From the first line to the last, transcribe the data exactly.

--- START ---

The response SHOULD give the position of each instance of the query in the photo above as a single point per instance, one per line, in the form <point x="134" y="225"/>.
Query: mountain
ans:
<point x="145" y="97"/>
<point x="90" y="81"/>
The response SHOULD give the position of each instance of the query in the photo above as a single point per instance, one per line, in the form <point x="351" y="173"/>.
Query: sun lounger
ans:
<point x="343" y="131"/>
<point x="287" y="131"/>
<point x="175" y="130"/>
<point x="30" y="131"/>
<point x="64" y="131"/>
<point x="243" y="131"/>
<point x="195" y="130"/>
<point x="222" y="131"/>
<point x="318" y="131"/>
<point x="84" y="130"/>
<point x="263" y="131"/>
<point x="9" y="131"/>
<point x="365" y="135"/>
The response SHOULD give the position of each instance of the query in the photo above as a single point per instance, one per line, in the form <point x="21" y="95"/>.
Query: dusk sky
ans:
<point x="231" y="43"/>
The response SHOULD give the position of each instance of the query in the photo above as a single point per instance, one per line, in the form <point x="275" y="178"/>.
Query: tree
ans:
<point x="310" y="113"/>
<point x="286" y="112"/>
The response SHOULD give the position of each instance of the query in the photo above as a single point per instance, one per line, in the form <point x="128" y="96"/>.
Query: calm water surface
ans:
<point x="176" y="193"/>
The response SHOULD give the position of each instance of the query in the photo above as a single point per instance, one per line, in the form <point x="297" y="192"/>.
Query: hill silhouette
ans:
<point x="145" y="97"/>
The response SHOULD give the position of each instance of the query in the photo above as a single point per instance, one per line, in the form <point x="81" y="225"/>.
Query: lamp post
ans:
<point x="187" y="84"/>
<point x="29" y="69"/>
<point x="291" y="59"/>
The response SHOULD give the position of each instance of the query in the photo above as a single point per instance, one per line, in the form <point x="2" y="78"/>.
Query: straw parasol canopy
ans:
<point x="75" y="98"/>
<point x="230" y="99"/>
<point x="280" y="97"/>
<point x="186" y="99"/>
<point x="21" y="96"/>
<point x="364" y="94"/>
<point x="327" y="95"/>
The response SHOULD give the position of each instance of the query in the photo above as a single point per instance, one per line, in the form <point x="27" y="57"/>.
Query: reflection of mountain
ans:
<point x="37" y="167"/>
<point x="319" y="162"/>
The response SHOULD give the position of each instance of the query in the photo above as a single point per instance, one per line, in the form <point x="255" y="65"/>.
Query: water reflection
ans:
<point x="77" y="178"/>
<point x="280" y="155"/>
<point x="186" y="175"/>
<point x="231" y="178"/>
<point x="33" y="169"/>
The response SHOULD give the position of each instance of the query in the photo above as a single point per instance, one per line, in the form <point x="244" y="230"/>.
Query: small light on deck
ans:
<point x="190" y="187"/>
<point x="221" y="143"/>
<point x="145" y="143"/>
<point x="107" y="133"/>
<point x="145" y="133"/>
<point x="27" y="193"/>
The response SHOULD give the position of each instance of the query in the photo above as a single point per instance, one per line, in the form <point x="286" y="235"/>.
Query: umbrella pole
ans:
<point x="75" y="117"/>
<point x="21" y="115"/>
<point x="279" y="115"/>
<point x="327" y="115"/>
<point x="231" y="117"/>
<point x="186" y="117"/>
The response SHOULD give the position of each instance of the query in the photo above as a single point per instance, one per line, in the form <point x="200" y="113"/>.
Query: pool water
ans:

--- END ---

> [Your solution]:
The response SHOULD give the position of each instance of the query in the photo above as a single point per instance, one per line, in the form <point x="134" y="225"/>.
Query: mountain
ans:
<point x="145" y="97"/>
<point x="90" y="81"/>
The response SHOULD give the position of each instance of the query in the photo above as a single point per instance, one per line, in the form <point x="351" y="173"/>.
Query: sun lounger
ans:
<point x="343" y="131"/>
<point x="287" y="131"/>
<point x="175" y="130"/>
<point x="30" y="131"/>
<point x="64" y="131"/>
<point x="243" y="131"/>
<point x="195" y="130"/>
<point x="222" y="131"/>
<point x="318" y="131"/>
<point x="84" y="130"/>
<point x="263" y="131"/>
<point x="9" y="131"/>
<point x="365" y="135"/>
The response SHOULD give the position of each instance of the query in the photo above as a single point per instance, one per line, in the form <point x="21" y="95"/>.
Query: dusk sky
ans:
<point x="231" y="43"/>
The response SHOULD give the position of each instance of the query in the photo above as a single point per instance, one per line, in the form <point x="275" y="178"/>.
Query: tree
ans:
<point x="310" y="113"/>
<point x="286" y="112"/>
The response SHOULD give the position of each instance of the query in the photo above as a single point per instance, one per line, in the form <point x="128" y="96"/>.
Query: calm water surface
ans:
<point x="176" y="193"/>
The response SHOULD give the position of each instance of the query in the photo above as a single point per instance, one per line, in the form <point x="297" y="192"/>.
Query: hill silhouette
ans:
<point x="145" y="97"/>
The response SHOULD give the position of each instance of the query in the photo above as a single point per instance, one per line, in the form <point x="81" y="225"/>.
Query: lamp post
ans:
<point x="187" y="84"/>
<point x="29" y="69"/>
<point x="291" y="59"/>
The response SHOULD give the position of each instance of the query in the photo above as a single point per instance, one per line, in the form <point x="2" y="78"/>.
Query: straw parasol canopy
ans:
<point x="75" y="98"/>
<point x="230" y="99"/>
<point x="280" y="97"/>
<point x="186" y="99"/>
<point x="21" y="96"/>
<point x="364" y="94"/>
<point x="327" y="95"/>
The response SHOULD give the position of each instance of the query in the photo above as a single point per instance, one per line, in the form <point x="27" y="57"/>.
Query: reflection of mountain
ans:
<point x="37" y="167"/>
<point x="319" y="162"/>
The response SHOULD give the position of each instance of the query in the photo above as a single point per instance, one per line, in the form <point x="255" y="65"/>.
Query: water reflection
ans:
<point x="77" y="178"/>
<point x="280" y="155"/>
<point x="186" y="175"/>
<point x="231" y="178"/>
<point x="33" y="169"/>
The response SHOULD give the position of each instance of the query in the photo above as a single point per instance, one per line, in the form <point x="244" y="230"/>.
Query: small light on deck
ans:
<point x="190" y="187"/>
<point x="221" y="143"/>
<point x="145" y="143"/>
<point x="107" y="133"/>
<point x="145" y="133"/>
<point x="27" y="193"/>
The response SHOULD give the position of each instance of the query in the photo above as a single point per instance, one per line, in the form <point x="286" y="235"/>.
Query: umbrella pole
ans:
<point x="75" y="117"/>
<point x="21" y="115"/>
<point x="279" y="115"/>
<point x="327" y="115"/>
<point x="231" y="117"/>
<point x="186" y="117"/>
The response SHOULD give the position of each instance of the query in the photo above as a single point per instance, one per line, in the form <point x="200" y="113"/>.
Query: pool water
ans:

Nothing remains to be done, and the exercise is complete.